Point annotation records
● ● ● ● ●

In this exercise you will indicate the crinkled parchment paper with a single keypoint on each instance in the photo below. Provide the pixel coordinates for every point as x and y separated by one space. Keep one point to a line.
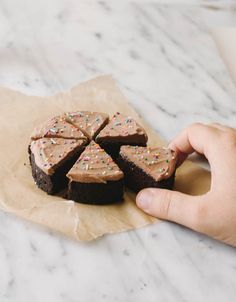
18 193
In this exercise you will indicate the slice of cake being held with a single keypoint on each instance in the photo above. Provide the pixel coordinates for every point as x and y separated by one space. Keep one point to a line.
146 167
95 178
51 159
90 123
57 127
121 130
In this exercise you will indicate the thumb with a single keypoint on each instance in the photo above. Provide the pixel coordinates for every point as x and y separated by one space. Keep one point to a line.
173 206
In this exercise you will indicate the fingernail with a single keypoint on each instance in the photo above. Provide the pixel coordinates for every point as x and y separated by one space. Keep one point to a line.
144 199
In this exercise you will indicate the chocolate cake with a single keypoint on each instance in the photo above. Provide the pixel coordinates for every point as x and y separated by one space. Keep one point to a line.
51 159
60 159
121 130
57 127
90 123
146 167
95 178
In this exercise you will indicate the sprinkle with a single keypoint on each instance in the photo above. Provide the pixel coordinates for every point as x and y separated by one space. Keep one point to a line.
52 141
128 120
86 158
54 130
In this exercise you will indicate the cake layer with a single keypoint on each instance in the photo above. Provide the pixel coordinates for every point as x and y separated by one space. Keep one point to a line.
123 130
146 167
51 159
94 166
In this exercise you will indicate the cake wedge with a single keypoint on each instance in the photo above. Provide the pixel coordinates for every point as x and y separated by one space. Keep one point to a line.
89 122
95 178
121 130
146 167
51 159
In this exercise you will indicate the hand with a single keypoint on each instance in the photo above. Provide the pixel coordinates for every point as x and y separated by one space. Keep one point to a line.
213 213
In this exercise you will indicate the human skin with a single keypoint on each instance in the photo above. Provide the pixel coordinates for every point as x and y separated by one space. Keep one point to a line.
213 213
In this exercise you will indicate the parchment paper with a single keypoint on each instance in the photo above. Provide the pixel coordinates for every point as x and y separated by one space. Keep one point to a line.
18 193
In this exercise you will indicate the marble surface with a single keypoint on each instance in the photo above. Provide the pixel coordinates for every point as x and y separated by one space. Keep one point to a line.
165 61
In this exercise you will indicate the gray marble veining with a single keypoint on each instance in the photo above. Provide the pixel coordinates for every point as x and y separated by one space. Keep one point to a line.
165 61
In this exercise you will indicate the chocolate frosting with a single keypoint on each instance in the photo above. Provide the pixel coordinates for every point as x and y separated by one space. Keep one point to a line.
57 127
157 162
94 166
50 152
122 129
90 123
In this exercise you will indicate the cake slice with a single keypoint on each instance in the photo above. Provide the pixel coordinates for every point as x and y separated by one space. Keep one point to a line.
121 130
51 159
95 178
145 167
90 123
57 127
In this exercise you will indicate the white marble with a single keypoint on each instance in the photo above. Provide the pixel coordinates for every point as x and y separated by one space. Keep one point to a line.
165 61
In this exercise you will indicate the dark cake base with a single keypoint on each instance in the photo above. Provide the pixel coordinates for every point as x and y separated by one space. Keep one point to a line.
113 149
137 179
96 193
56 182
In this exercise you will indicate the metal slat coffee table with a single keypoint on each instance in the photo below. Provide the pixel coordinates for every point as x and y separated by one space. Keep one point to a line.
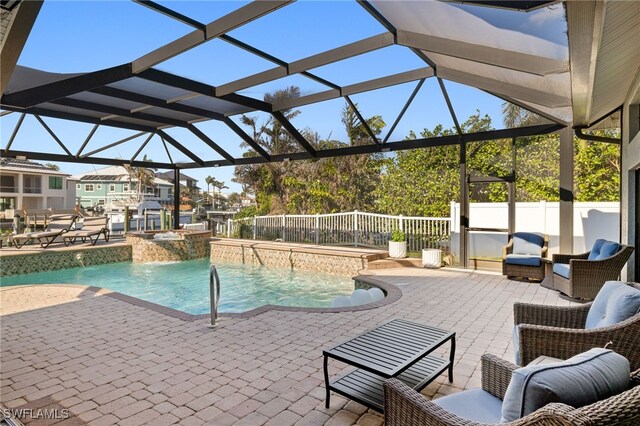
398 348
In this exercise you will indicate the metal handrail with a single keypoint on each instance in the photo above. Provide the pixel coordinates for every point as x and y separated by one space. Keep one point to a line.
214 294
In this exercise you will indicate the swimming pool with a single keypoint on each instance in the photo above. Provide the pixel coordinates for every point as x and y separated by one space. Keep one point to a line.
185 285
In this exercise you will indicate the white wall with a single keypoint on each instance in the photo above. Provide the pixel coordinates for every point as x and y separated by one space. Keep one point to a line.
590 222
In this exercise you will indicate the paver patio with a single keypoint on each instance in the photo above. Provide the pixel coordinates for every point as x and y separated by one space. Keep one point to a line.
111 362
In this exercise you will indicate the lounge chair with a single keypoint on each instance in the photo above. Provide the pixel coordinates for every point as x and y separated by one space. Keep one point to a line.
58 225
523 256
563 331
404 406
93 227
583 275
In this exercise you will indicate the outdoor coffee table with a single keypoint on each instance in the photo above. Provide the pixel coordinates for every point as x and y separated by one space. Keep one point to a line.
398 348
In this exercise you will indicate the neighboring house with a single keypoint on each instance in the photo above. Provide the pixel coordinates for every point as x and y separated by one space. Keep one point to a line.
186 182
27 185
110 185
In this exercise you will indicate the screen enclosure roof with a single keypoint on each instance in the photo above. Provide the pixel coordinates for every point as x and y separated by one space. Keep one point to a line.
492 46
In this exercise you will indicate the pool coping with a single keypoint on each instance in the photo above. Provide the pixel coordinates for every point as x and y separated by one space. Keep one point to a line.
393 294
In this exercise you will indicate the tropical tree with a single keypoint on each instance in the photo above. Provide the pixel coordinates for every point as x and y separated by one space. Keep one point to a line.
219 185
209 181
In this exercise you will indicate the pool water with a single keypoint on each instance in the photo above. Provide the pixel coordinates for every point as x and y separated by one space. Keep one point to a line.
185 285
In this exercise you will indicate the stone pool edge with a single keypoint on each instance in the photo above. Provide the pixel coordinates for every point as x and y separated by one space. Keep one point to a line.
393 293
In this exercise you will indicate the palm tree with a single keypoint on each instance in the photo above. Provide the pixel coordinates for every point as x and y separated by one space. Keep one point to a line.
515 116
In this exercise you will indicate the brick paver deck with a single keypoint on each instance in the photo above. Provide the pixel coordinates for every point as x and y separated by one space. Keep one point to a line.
110 362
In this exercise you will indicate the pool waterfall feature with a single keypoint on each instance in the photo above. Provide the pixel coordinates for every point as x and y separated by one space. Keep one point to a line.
164 246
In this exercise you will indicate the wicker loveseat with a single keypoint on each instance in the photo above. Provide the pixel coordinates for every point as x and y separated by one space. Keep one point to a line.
522 256
405 407
584 275
559 332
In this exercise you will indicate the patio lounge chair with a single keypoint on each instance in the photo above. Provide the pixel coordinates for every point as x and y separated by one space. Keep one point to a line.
522 257
563 331
58 225
582 275
404 406
93 227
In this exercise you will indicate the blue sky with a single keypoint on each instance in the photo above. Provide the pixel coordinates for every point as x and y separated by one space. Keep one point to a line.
82 36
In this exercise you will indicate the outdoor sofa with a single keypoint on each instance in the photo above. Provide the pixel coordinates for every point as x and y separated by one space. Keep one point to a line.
582 275
92 229
612 319
404 406
523 256
58 225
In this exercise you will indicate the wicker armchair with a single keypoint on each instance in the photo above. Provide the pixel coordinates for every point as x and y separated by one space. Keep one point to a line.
405 407
558 331
586 277
531 272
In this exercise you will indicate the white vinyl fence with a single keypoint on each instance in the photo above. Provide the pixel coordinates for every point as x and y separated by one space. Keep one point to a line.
351 228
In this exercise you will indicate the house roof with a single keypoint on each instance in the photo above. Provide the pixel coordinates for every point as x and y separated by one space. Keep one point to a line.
112 174
27 166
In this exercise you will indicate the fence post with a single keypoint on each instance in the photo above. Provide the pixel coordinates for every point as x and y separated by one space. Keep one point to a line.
255 224
543 215
355 228
127 224
284 226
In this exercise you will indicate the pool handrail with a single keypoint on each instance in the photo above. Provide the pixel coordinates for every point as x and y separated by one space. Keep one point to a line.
214 294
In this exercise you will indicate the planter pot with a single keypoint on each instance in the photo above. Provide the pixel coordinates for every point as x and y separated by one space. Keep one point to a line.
431 258
397 250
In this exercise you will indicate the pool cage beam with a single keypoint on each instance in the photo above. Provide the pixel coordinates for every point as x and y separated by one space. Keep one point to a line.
176 198
363 122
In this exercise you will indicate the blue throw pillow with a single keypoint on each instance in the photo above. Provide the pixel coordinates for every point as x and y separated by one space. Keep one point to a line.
608 249
614 303
527 243
595 250
581 380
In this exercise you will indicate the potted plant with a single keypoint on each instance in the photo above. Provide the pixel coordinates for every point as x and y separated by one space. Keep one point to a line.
398 244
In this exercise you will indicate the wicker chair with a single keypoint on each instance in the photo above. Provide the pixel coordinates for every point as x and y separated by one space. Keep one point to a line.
558 331
586 277
405 407
524 271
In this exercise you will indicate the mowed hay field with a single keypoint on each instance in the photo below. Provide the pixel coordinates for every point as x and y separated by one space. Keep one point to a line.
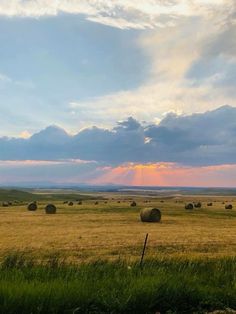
112 230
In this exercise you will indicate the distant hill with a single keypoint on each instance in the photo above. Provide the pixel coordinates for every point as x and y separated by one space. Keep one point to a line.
26 196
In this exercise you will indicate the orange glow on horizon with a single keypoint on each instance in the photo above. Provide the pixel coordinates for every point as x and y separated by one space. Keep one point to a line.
168 174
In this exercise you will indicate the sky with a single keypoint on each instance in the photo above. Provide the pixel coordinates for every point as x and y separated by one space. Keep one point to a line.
118 92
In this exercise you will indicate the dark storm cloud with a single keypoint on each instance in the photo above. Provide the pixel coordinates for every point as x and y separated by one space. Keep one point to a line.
198 139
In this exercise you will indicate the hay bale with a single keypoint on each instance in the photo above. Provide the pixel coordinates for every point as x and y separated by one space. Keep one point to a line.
32 206
50 209
150 215
198 205
189 206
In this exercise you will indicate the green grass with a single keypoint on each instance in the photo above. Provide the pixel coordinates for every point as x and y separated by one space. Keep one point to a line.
167 285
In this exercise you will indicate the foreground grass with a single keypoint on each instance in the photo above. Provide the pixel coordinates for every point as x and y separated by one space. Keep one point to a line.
166 286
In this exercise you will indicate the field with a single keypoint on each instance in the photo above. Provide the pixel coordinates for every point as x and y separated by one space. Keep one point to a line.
85 259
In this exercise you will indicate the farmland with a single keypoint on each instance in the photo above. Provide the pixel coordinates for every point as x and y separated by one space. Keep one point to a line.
88 255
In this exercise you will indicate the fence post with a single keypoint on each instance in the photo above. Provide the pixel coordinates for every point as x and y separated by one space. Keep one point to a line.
144 249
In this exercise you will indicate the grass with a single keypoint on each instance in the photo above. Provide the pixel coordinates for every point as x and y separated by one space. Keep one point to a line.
83 233
28 196
85 259
165 285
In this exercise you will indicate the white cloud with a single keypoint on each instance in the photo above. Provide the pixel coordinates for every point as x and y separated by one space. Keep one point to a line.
120 13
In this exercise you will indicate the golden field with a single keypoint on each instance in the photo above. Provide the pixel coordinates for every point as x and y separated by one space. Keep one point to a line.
87 232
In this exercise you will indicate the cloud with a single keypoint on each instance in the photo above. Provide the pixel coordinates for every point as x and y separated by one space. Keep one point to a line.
121 13
198 139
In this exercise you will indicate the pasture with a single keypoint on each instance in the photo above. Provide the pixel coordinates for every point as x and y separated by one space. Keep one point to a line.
112 230
85 258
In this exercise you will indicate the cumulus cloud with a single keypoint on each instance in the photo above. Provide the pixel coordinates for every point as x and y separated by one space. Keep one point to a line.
199 139
121 13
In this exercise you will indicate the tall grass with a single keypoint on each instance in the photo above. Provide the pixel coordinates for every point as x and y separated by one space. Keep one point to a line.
166 286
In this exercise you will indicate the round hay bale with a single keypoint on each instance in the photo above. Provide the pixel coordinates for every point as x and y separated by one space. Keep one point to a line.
150 215
189 206
50 209
32 206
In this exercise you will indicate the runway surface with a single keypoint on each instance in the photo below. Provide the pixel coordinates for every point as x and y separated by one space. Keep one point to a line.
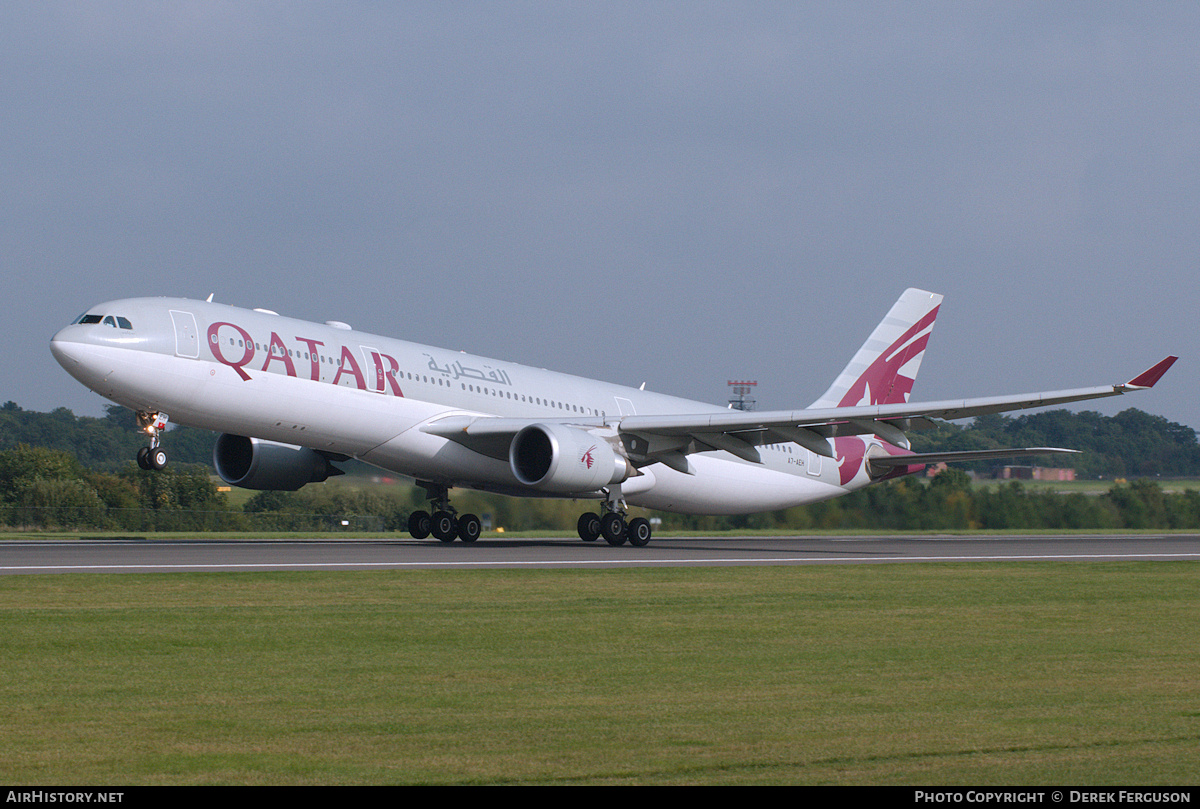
149 555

● ● ● ● ●

[Exercise requirements]:
Restate word for word, please, the line containing "In this exercise you will indicate the golden" and all lines after it through the end of the material; the pictures do not belong in the copy.

[Reply to the exercise]:
In this exercise you will indicate the golden field with a single keypoint on each instance in the photo above. Provide the pixel coordinates for every point as x and y separated by one space. Keep one point to a line.
87 232
In this exercise you will indicate the cloud with a single keypoint on each instance in the photo above. Provide the pixel coordinates for every point as x and y separated by one space. Keep one point to a line.
121 13
198 139
In this exercise you will indicate the pasture with a single keypoint on each instance in the photo above. Provide the pixel coordinates for every point as x and y separated by one space. Keep one point to a line.
112 230
85 258
In this exercise you will indicate the cumulus cloud with a single keypoint on each instance in the photo above. Provide the pixel coordinates for every point as x and y separated by one space. Keep one point to a line.
199 139
121 13
In this exercise you will indicate the tall grass with a single keypoint on each instance in the photo above. Provide the pixel coordinates for every point as x and y separated by one space. Keep one point to a line.
166 286
In this exercise you will indicate the round hay bale with a single keypoint on each instance in the photo above. Provide the pixel coordinates for every point as x and y separated by one space. Keep one point to a line.
150 215
189 206
50 209
32 206
In this exercise you will indicate the runway surface with a single keypoint on each instance in the photo below. Provide the pixel coordinates for every point as x and y separated by one space. Keep one point to a line.
149 555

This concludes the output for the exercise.